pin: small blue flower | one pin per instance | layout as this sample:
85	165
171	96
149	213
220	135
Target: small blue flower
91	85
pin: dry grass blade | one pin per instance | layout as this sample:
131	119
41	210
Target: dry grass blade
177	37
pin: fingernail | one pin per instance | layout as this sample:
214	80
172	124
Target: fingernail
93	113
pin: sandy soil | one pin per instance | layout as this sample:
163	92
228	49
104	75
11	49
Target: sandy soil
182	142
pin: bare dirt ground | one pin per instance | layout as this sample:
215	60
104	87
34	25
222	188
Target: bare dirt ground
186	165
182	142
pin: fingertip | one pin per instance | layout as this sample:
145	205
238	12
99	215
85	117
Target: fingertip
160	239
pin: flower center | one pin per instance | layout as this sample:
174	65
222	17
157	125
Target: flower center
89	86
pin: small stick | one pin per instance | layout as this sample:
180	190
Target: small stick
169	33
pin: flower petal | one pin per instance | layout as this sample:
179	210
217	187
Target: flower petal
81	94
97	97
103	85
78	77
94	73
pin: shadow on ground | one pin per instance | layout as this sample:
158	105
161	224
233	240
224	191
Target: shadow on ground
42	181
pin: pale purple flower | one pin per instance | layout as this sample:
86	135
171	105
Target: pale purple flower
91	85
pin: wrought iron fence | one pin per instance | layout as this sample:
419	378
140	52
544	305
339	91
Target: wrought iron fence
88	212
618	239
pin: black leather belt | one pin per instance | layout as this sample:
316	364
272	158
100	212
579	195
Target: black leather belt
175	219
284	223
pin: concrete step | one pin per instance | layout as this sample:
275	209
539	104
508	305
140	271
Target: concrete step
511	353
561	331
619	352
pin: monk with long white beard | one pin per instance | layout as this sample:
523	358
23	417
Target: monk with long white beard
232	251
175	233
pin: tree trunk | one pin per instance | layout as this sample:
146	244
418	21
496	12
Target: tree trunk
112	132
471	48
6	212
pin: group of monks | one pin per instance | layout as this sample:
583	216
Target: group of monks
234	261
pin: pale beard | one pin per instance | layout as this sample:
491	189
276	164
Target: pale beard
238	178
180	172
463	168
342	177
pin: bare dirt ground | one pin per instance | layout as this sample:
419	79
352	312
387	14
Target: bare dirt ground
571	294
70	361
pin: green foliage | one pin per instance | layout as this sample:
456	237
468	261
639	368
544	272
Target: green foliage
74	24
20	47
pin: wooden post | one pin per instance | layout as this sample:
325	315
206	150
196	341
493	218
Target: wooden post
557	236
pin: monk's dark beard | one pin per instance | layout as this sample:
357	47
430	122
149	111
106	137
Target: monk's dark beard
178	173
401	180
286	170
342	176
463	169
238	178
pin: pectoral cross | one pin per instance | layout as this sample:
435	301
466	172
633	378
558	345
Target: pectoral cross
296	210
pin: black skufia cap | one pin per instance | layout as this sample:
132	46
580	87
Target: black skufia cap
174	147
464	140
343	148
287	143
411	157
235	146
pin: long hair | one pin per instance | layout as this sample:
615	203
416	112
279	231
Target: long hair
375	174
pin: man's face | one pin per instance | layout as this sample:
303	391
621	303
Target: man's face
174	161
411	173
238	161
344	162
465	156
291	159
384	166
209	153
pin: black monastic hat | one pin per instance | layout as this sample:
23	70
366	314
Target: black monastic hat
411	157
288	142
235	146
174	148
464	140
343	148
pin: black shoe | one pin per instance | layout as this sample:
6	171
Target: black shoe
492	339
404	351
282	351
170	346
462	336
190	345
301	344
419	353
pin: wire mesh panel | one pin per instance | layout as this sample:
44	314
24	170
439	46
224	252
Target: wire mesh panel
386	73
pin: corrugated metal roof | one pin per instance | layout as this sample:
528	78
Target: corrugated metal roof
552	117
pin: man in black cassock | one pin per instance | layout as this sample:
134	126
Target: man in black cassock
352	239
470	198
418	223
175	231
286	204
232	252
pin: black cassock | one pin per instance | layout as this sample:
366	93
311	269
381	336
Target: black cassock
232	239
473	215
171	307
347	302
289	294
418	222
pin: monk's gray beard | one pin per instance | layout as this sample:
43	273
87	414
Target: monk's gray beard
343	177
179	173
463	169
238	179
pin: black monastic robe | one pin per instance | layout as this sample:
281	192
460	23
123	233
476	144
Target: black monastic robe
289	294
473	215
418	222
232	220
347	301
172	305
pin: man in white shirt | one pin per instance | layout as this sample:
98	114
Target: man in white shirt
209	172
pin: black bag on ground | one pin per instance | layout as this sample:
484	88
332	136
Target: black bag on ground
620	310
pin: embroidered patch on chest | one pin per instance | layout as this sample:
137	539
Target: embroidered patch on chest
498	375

--

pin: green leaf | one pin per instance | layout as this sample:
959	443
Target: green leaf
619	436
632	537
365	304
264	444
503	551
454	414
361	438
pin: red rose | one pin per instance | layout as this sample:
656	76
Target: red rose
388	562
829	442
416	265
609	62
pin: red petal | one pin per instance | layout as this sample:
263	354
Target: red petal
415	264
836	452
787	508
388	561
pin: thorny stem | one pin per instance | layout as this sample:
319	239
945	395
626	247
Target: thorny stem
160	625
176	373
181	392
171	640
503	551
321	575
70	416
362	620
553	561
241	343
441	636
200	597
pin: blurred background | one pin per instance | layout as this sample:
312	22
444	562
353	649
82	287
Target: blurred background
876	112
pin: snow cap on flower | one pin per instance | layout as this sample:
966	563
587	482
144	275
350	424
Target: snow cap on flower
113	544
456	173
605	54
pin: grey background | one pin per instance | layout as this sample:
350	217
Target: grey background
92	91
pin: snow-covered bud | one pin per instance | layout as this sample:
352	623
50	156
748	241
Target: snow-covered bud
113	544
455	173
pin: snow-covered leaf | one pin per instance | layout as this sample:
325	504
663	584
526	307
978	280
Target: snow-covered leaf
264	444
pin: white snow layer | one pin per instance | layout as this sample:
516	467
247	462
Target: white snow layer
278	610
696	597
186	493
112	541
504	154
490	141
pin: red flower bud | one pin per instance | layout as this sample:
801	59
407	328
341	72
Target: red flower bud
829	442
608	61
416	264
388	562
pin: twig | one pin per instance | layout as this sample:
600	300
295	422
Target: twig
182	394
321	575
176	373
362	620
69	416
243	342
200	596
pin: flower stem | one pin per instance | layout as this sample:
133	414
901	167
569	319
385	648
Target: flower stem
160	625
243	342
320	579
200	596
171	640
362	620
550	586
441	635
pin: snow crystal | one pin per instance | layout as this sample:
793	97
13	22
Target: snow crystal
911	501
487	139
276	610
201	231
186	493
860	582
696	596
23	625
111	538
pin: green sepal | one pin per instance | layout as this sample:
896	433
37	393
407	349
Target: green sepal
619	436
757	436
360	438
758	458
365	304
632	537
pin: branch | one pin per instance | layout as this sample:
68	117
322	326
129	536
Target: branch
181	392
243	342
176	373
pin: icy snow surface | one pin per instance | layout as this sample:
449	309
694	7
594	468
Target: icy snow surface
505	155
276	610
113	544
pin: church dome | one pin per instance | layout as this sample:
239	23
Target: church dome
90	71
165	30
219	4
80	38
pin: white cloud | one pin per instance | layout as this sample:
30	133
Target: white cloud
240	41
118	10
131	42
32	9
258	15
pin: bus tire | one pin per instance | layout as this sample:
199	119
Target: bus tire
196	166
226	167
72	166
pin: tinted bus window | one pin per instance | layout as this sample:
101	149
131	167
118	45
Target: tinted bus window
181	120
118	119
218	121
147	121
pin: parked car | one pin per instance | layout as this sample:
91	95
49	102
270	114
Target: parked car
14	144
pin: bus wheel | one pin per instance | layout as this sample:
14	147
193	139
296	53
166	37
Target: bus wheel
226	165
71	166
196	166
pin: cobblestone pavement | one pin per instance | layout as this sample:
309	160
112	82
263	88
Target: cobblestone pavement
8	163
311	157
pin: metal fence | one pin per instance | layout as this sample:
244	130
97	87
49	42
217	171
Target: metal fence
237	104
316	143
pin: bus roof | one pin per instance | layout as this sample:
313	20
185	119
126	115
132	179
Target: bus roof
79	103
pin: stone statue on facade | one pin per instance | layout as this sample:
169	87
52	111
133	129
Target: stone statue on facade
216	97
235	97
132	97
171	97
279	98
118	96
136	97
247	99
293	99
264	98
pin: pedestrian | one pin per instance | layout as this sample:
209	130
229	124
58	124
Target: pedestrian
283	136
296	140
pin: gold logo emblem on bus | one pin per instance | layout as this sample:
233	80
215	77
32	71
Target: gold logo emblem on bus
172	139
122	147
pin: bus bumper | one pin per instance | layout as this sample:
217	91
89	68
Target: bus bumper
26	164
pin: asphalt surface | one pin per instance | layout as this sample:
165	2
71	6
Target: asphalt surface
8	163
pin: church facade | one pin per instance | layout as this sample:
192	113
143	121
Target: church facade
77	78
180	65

:: Aim of the exercise ::
Tally the lines of the listing above that contain the string "pedestrian", treating uppercase and lowercase as different. Reply with the number alone.

:: Solution for this task ::
2